List of tasks =
1. List every person named in the excerpt on science prizes.
2. Reproduce word for word the stretch of the excerpt on science prizes from "His paradigm shift" through "a delighted Aebersold.".

His paradigm shift towards quantitative measurement and systemic observation has not only altered the understanding of organisms and biology. It also influences translational medicine and is an important cornerstone for the personalised medicine of the future. "It is a huge honour for me and my great team to be awarded the Marcel Benoist Swiss Science Prize. It also serves as recognition of the importance of international cooperation between researchers and of the open exchange of measurement data - both are fundamental to the success of proteomics," said a delighted Aebersold.

Solver of a centuries-old mathematical problem

The 2020 National Latsis Prize with an award sum of CHF 100,000 goes to Maryna Viazovska. The young EPFL mathematics professor from Ukraine achieved a scientific breakthrough in solving the sphere-packing problem in 2016.  "I am delighted that the Latsis Prize will boost the outstanding reputation of my Institute and all its staff. Naturally, I also hope that the prize will help to inspire young girls to go into mathematics", said Viazovska.

The mathematical derivation of the densest possible arrangement of spheres in a given space goes back to a problem posed by the explorer Sir Walter Raleigh in the 16th century. He raised the question of how cannonballs should be stacked in the densest possible way on a ship. For centuries, luminaries of mathematics made assumptions about the sphere-packing problem in multidimensional space, which could only be proven three-dimensionally in 1998 through huge computer calculations.

Photo-based referring expression listing
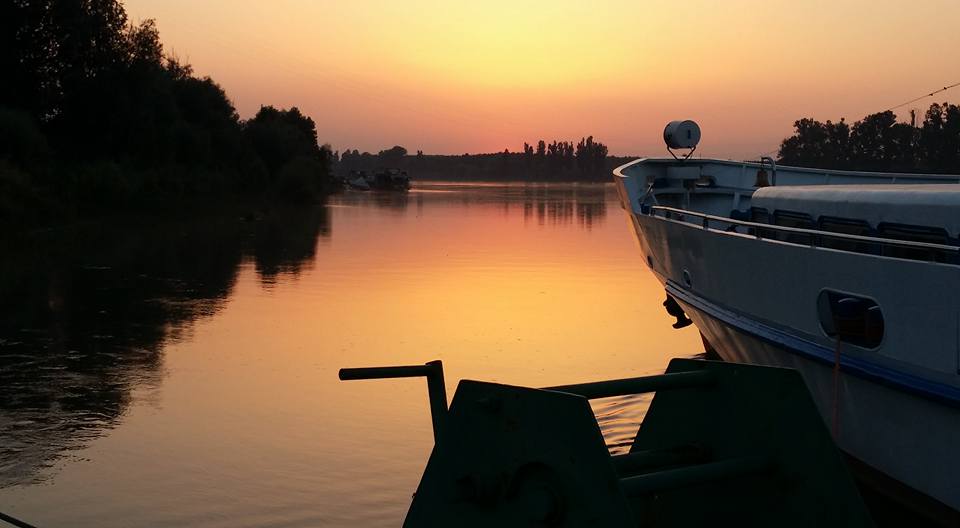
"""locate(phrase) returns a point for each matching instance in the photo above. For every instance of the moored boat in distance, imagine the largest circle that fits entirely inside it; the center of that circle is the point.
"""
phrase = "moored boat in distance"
(849, 277)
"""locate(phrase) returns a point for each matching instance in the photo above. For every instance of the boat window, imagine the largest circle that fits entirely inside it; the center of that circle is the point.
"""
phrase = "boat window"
(850, 318)
(794, 219)
(848, 226)
(914, 233)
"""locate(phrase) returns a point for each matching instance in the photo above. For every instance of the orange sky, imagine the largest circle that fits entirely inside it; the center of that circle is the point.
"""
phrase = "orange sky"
(454, 77)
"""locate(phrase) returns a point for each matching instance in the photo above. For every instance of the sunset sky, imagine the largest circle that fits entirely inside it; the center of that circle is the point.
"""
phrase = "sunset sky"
(455, 77)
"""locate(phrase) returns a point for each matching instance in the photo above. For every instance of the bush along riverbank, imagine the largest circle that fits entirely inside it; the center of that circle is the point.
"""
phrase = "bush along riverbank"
(95, 118)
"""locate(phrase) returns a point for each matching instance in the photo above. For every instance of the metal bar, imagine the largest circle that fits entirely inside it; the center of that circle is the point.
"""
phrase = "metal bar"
(412, 371)
(436, 388)
(642, 462)
(14, 521)
(437, 392)
(799, 230)
(689, 476)
(622, 387)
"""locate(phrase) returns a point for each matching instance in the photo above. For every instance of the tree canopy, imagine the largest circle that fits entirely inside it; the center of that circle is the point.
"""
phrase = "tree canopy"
(93, 113)
(879, 142)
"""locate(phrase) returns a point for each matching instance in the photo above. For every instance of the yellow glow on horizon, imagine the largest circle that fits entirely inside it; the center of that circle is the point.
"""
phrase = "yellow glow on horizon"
(455, 77)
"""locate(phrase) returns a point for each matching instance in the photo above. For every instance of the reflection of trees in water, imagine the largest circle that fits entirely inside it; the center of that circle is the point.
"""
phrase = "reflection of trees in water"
(584, 204)
(84, 316)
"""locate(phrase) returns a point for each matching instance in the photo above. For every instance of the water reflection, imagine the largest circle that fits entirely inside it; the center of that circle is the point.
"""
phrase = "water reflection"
(184, 373)
(84, 316)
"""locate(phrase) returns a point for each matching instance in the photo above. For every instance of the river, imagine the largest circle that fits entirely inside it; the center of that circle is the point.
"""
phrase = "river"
(183, 372)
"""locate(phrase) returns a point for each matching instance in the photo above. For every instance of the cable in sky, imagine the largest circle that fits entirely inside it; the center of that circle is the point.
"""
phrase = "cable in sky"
(931, 94)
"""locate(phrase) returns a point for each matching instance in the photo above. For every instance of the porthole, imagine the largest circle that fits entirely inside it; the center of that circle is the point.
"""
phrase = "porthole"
(851, 318)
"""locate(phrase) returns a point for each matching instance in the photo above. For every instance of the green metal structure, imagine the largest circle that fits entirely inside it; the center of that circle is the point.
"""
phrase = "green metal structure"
(721, 444)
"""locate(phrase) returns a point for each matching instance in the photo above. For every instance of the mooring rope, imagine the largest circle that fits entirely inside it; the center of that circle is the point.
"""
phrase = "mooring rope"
(924, 96)
(14, 521)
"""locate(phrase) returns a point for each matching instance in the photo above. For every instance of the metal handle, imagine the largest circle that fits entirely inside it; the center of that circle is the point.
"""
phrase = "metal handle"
(436, 389)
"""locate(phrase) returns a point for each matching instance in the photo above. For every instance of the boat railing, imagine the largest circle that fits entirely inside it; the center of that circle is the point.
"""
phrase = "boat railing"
(816, 236)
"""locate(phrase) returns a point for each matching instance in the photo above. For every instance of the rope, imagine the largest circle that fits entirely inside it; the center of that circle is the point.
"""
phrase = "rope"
(14, 521)
(931, 94)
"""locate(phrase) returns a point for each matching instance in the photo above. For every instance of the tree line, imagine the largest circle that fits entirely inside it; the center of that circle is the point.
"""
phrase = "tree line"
(586, 160)
(879, 142)
(95, 116)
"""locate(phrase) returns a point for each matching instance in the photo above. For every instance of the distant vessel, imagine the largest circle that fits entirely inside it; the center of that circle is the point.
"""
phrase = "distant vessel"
(853, 278)
(384, 179)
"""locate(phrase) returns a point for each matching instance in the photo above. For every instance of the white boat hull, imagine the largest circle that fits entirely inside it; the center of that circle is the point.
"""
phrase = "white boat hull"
(900, 420)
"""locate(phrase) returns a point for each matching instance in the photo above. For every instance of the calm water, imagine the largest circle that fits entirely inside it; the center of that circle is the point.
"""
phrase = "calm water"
(185, 373)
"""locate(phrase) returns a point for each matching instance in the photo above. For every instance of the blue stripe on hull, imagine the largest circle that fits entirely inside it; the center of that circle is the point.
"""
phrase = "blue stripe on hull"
(869, 370)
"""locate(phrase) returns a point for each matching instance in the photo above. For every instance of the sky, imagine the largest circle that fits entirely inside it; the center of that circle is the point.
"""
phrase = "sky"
(452, 77)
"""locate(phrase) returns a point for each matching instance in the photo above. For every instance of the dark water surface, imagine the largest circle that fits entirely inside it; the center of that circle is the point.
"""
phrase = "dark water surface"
(184, 373)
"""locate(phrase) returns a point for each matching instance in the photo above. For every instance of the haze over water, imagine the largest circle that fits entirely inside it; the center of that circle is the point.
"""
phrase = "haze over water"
(185, 373)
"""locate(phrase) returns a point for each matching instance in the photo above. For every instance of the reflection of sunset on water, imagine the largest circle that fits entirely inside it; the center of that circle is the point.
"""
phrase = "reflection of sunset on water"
(246, 405)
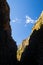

Answers provided =
1. Aebersold, Maryna Viazovska, Sir Walter Raleigh

2.
His paradigm shift towards quantitative measurement and systemic observation has not only altered the understanding of organisms and biology. It also influences translational medicine and is an important cornerstone for the personalised medicine of the future. "It is a huge honour for me and my great team to be awarded the Marcel Benoist Swiss Science Prize. It also serves as recognition of the importance of international cooperation between researchers and of the open exchange of measurement data - both are fundamental to the success of proteomics," said a delighted Aebersold.